WHAT TO DO >>
Format the listing below as a numbered list, skipping any blank lines and leaving the pictures out.

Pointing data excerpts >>

# # # # #

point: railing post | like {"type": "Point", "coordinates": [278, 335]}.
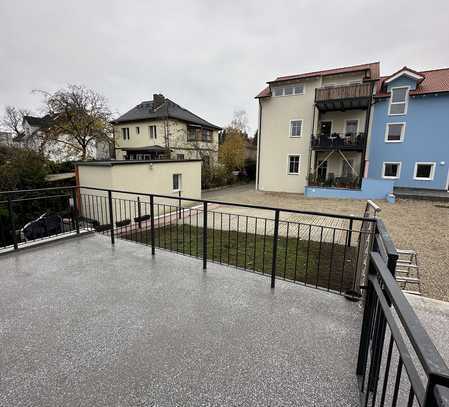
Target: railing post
{"type": "Point", "coordinates": [349, 239]}
{"type": "Point", "coordinates": [111, 216]}
{"type": "Point", "coordinates": [204, 235]}
{"type": "Point", "coordinates": [275, 246]}
{"type": "Point", "coordinates": [139, 212]}
{"type": "Point", "coordinates": [153, 248]}
{"type": "Point", "coordinates": [75, 211]}
{"type": "Point", "coordinates": [13, 222]}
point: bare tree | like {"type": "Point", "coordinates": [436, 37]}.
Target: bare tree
{"type": "Point", "coordinates": [79, 117]}
{"type": "Point", "coordinates": [13, 119]}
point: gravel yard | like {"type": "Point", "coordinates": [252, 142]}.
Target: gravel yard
{"type": "Point", "coordinates": [419, 225]}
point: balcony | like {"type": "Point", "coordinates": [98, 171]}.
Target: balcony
{"type": "Point", "coordinates": [175, 320]}
{"type": "Point", "coordinates": [339, 141]}
{"type": "Point", "coordinates": [343, 97]}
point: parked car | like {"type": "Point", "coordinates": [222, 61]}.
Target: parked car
{"type": "Point", "coordinates": [45, 225]}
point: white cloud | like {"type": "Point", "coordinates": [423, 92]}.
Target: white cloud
{"type": "Point", "coordinates": [211, 57]}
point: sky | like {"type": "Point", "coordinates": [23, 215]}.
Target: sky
{"type": "Point", "coordinates": [211, 57]}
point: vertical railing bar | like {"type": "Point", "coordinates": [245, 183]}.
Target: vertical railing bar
{"type": "Point", "coordinates": [344, 265]}
{"type": "Point", "coordinates": [153, 249]}
{"type": "Point", "coordinates": [75, 210]}
{"type": "Point", "coordinates": [297, 249]}
{"type": "Point", "coordinates": [255, 244]}
{"type": "Point", "coordinates": [111, 216]}
{"type": "Point", "coordinates": [221, 237]}
{"type": "Point", "coordinates": [387, 372]}
{"type": "Point", "coordinates": [12, 222]}
{"type": "Point", "coordinates": [307, 255]}
{"type": "Point", "coordinates": [229, 238]}
{"type": "Point", "coordinates": [213, 236]}
{"type": "Point", "coordinates": [319, 258]}
{"type": "Point", "coordinates": [397, 383]}
{"type": "Point", "coordinates": [190, 231]}
{"type": "Point", "coordinates": [246, 241]}
{"type": "Point", "coordinates": [237, 242]}
{"type": "Point", "coordinates": [275, 244]}
{"type": "Point", "coordinates": [263, 248]}
{"type": "Point", "coordinates": [204, 235]}
{"type": "Point", "coordinates": [331, 260]}
{"type": "Point", "coordinates": [411, 396]}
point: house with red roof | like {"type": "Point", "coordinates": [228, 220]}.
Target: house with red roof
{"type": "Point", "coordinates": [314, 129]}
{"type": "Point", "coordinates": [350, 133]}
{"type": "Point", "coordinates": [409, 141]}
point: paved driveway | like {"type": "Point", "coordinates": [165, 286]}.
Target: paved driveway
{"type": "Point", "coordinates": [419, 225]}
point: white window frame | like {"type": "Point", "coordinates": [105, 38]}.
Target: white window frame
{"type": "Point", "coordinates": [288, 164]}
{"type": "Point", "coordinates": [397, 103]}
{"type": "Point", "coordinates": [432, 171]}
{"type": "Point", "coordinates": [179, 175]}
{"type": "Point", "coordinates": [290, 128]}
{"type": "Point", "coordinates": [351, 120]}
{"type": "Point", "coordinates": [154, 136]}
{"type": "Point", "coordinates": [398, 175]}
{"type": "Point", "coordinates": [401, 140]}
{"type": "Point", "coordinates": [294, 90]}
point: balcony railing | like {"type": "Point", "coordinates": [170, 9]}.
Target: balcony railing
{"type": "Point", "coordinates": [332, 181]}
{"type": "Point", "coordinates": [339, 141]}
{"type": "Point", "coordinates": [343, 97]}
{"type": "Point", "coordinates": [357, 90]}
{"type": "Point", "coordinates": [397, 362]}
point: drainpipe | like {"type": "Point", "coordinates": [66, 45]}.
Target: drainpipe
{"type": "Point", "coordinates": [367, 121]}
{"type": "Point", "coordinates": [259, 144]}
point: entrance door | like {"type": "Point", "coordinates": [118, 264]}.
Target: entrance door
{"type": "Point", "coordinates": [325, 128]}
{"type": "Point", "coordinates": [322, 170]}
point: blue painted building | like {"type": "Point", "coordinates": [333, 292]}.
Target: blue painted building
{"type": "Point", "coordinates": [409, 138]}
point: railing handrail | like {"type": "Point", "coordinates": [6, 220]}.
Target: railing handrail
{"type": "Point", "coordinates": [425, 349]}
{"type": "Point", "coordinates": [251, 206]}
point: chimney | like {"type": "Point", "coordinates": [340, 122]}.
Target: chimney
{"type": "Point", "coordinates": [158, 100]}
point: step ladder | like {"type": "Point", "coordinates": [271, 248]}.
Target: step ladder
{"type": "Point", "coordinates": [407, 272]}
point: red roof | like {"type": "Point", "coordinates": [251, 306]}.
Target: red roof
{"type": "Point", "coordinates": [434, 81]}
{"type": "Point", "coordinates": [372, 67]}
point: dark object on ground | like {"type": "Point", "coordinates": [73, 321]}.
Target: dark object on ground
{"type": "Point", "coordinates": [45, 225]}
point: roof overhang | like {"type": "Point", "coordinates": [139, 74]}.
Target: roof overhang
{"type": "Point", "coordinates": [343, 104]}
{"type": "Point", "coordinates": [405, 72]}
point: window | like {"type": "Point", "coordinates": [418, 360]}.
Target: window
{"type": "Point", "coordinates": [152, 131]}
{"type": "Point", "coordinates": [125, 133]}
{"type": "Point", "coordinates": [398, 101]}
{"type": "Point", "coordinates": [352, 126]}
{"type": "Point", "coordinates": [192, 133]}
{"type": "Point", "coordinates": [288, 90]}
{"type": "Point", "coordinates": [347, 168]}
{"type": "Point", "coordinates": [293, 164]}
{"type": "Point", "coordinates": [394, 132]}
{"type": "Point", "coordinates": [206, 135]}
{"type": "Point", "coordinates": [391, 170]}
{"type": "Point", "coordinates": [176, 182]}
{"type": "Point", "coordinates": [295, 128]}
{"type": "Point", "coordinates": [424, 171]}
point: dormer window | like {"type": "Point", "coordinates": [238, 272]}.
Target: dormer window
{"type": "Point", "coordinates": [398, 101]}
{"type": "Point", "coordinates": [289, 90]}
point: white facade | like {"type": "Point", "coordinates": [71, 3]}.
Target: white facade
{"type": "Point", "coordinates": [280, 145]}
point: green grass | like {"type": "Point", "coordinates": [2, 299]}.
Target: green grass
{"type": "Point", "coordinates": [325, 265]}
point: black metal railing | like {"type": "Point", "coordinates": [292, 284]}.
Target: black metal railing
{"type": "Point", "coordinates": [397, 361]}
{"type": "Point", "coordinates": [356, 90]}
{"type": "Point", "coordinates": [343, 254]}
{"type": "Point", "coordinates": [312, 248]}
{"type": "Point", "coordinates": [340, 141]}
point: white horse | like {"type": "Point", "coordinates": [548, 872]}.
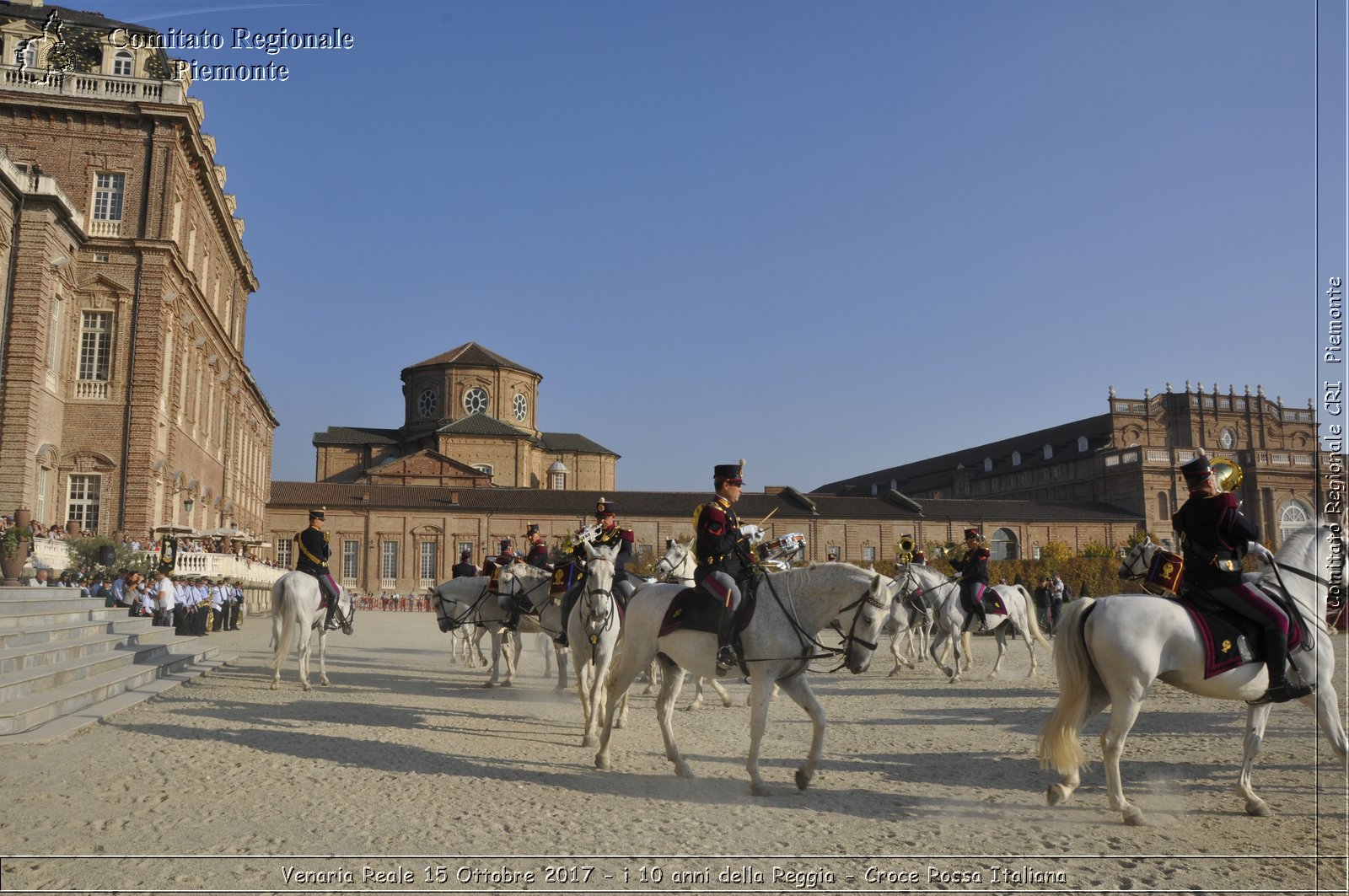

# # # # #

RESPONSE >>
1. point: railing post | like {"type": "Point", "coordinates": [278, 335]}.
2. Target: railing post
3. {"type": "Point", "coordinates": [349, 239]}
4. {"type": "Point", "coordinates": [111, 216]}
5. {"type": "Point", "coordinates": [204, 235]}
6. {"type": "Point", "coordinates": [275, 246]}
7. {"type": "Point", "coordinates": [139, 212]}
8. {"type": "Point", "coordinates": [153, 248]}
9. {"type": "Point", "coordinates": [75, 211]}
10. {"type": "Point", "coordinates": [13, 222]}
11. point: bare tree | like {"type": "Point", "coordinates": [436, 37]}.
12. Target: bare tree
13. {"type": "Point", "coordinates": [79, 117]}
14. {"type": "Point", "coordinates": [13, 119]}
15. point: gravel yard | like {"type": "Point", "coordinates": [252, 142]}.
16. Target: gravel yard
17. {"type": "Point", "coordinates": [419, 225]}
18. point: balcony | like {"type": "Point", "coordinates": [98, 171]}.
19. Target: balcony
20. {"type": "Point", "coordinates": [175, 320]}
21. {"type": "Point", "coordinates": [339, 141]}
22. {"type": "Point", "coordinates": [343, 97]}
23. point: parked car | like {"type": "Point", "coordinates": [222, 61]}.
24. Target: parked car
25. {"type": "Point", "coordinates": [45, 225]}
26. point: white cloud | like {"type": "Point", "coordinates": [423, 92]}.
27. Target: white cloud
28. {"type": "Point", "coordinates": [211, 57]}
29. point: sky | like {"type": "Point", "coordinates": [23, 215]}.
30. Target: sky
31. {"type": "Point", "coordinates": [211, 57]}
32. point: vertical railing bar | like {"type": "Point", "coordinates": [245, 183]}.
33. Target: vertical railing bar
34. {"type": "Point", "coordinates": [344, 265]}
35. {"type": "Point", "coordinates": [153, 249]}
36. {"type": "Point", "coordinates": [75, 210]}
37. {"type": "Point", "coordinates": [297, 249]}
38. {"type": "Point", "coordinates": [255, 244]}
39. {"type": "Point", "coordinates": [111, 216]}
40. {"type": "Point", "coordinates": [221, 237]}
41. {"type": "Point", "coordinates": [387, 372]}
42. {"type": "Point", "coordinates": [12, 222]}
43. {"type": "Point", "coordinates": [307, 255]}
44. {"type": "Point", "coordinates": [229, 238]}
45. {"type": "Point", "coordinates": [213, 236]}
46. {"type": "Point", "coordinates": [319, 258]}
47. {"type": "Point", "coordinates": [397, 383]}
48. {"type": "Point", "coordinates": [190, 231]}
49. {"type": "Point", "coordinates": [246, 241]}
50. {"type": "Point", "coordinates": [237, 242]}
51. {"type": "Point", "coordinates": [275, 244]}
52. {"type": "Point", "coordinates": [263, 248]}
53. {"type": "Point", "coordinates": [204, 235]}
54. {"type": "Point", "coordinates": [331, 260]}
55. {"type": "Point", "coordinates": [411, 396]}
56. point: house with red roof | like {"type": "Point", "coordinates": [228, 220]}.
57. Target: house with red roof
58. {"type": "Point", "coordinates": [314, 129]}
59. {"type": "Point", "coordinates": [350, 133]}
60. {"type": "Point", "coordinates": [409, 141]}
61. point: paved driveway | like {"type": "Point", "coordinates": [165, 286]}.
62. Target: paved driveway
63. {"type": "Point", "coordinates": [419, 225]}
64. point: white window frame | like {"type": "Point", "coordinates": [105, 38]}.
65. Target: white window frame
66. {"type": "Point", "coordinates": [288, 164]}
67. {"type": "Point", "coordinates": [397, 103]}
68. {"type": "Point", "coordinates": [432, 171]}
69. {"type": "Point", "coordinates": [179, 175]}
70. {"type": "Point", "coordinates": [290, 128]}
71. {"type": "Point", "coordinates": [351, 120]}
72. {"type": "Point", "coordinates": [154, 136]}
73. {"type": "Point", "coordinates": [398, 175]}
74. {"type": "Point", "coordinates": [401, 140]}
75. {"type": "Point", "coordinates": [294, 90]}
76. point: balcony railing | like {"type": "Point", "coordinates": [170, 9]}.
77. Target: balcony railing
78. {"type": "Point", "coordinates": [332, 181]}
79. {"type": "Point", "coordinates": [339, 141]}
80. {"type": "Point", "coordinates": [343, 97]}
81. {"type": "Point", "coordinates": [357, 90]}
82. {"type": "Point", "coordinates": [397, 362]}
83. point: drainpipe | like {"type": "Point", "coordinates": [66, 45]}.
84. Target: drainpipe
85. {"type": "Point", "coordinates": [367, 121]}
86. {"type": "Point", "coordinates": [259, 144]}
87. point: entrance door | like {"type": "Point", "coordinates": [118, 264]}.
88. Target: entrance door
89. {"type": "Point", "coordinates": [325, 128]}
90. {"type": "Point", "coordinates": [322, 170]}
91. point: blue painted building | like {"type": "Point", "coordinates": [333, 292]}.
92. Target: blue painted building
93. {"type": "Point", "coordinates": [409, 138]}
94. point: railing handrail | like {"type": "Point", "coordinates": [6, 220]}.
95. Target: railing handrail
96. {"type": "Point", "coordinates": [425, 349]}
97. {"type": "Point", "coordinates": [251, 206]}
98. point: chimney | like {"type": "Point", "coordinates": [340, 122]}.
99. Target: chimney
100. {"type": "Point", "coordinates": [158, 100]}
101. point: step ladder | like {"type": "Point", "coordinates": [271, 248]}.
102. Target: step ladder
103. {"type": "Point", "coordinates": [407, 272]}
104. point: red roof | like {"type": "Point", "coordinates": [251, 306]}.
105. Target: red roof
106. {"type": "Point", "coordinates": [434, 81]}
107. {"type": "Point", "coordinates": [372, 67]}
108. point: dark object on ground | like {"type": "Point", "coordinates": [73, 321]}.
109. Target: dark object on ground
110. {"type": "Point", "coordinates": [45, 225]}
111. point: roof overhang | like {"type": "Point", "coordinates": [139, 74]}.
112. Target: roof overhang
113. {"type": "Point", "coordinates": [343, 104]}
114. {"type": "Point", "coordinates": [405, 72]}
115. point: window | like {"type": "Point", "coordinates": [418, 360]}.
116. Target: window
117. {"type": "Point", "coordinates": [152, 131]}
118. {"type": "Point", "coordinates": [125, 133]}
119. {"type": "Point", "coordinates": [398, 101]}
120. {"type": "Point", "coordinates": [352, 126]}
121. {"type": "Point", "coordinates": [192, 133]}
122. {"type": "Point", "coordinates": [288, 90]}
123. {"type": "Point", "coordinates": [347, 168]}
124. {"type": "Point", "coordinates": [293, 164]}
125. {"type": "Point", "coordinates": [394, 132]}
126. {"type": "Point", "coordinates": [206, 135]}
127. {"type": "Point", "coordinates": [391, 170]}
128. {"type": "Point", "coordinates": [176, 182]}
129. {"type": "Point", "coordinates": [295, 128]}
130. {"type": "Point", "coordinates": [424, 171]}
131. point: dormer window | like {"type": "Point", "coordinates": [238, 272]}.
132. Target: dormer window
133. {"type": "Point", "coordinates": [398, 101]}
134. {"type": "Point", "coordinates": [289, 90]}
135. point: white facade | like {"type": "Point", "coordinates": [71, 3]}.
136. Target: white facade
137. {"type": "Point", "coordinates": [280, 145]}
138. point: green grass | like {"type": "Point", "coordinates": [2, 299]}.
139. Target: green grass
140. {"type": "Point", "coordinates": [325, 265]}
141. point: black metal railing | like {"type": "Point", "coordinates": [292, 284]}.
142. Target: black metal railing
143. {"type": "Point", "coordinates": [397, 361]}
144. {"type": "Point", "coordinates": [356, 90]}
145. {"type": "Point", "coordinates": [343, 254]}
146. {"type": "Point", "coordinates": [312, 248]}
147. {"type": "Point", "coordinates": [340, 141]}
148. point: white horse | like {"type": "Point", "coordinates": [548, 872]}.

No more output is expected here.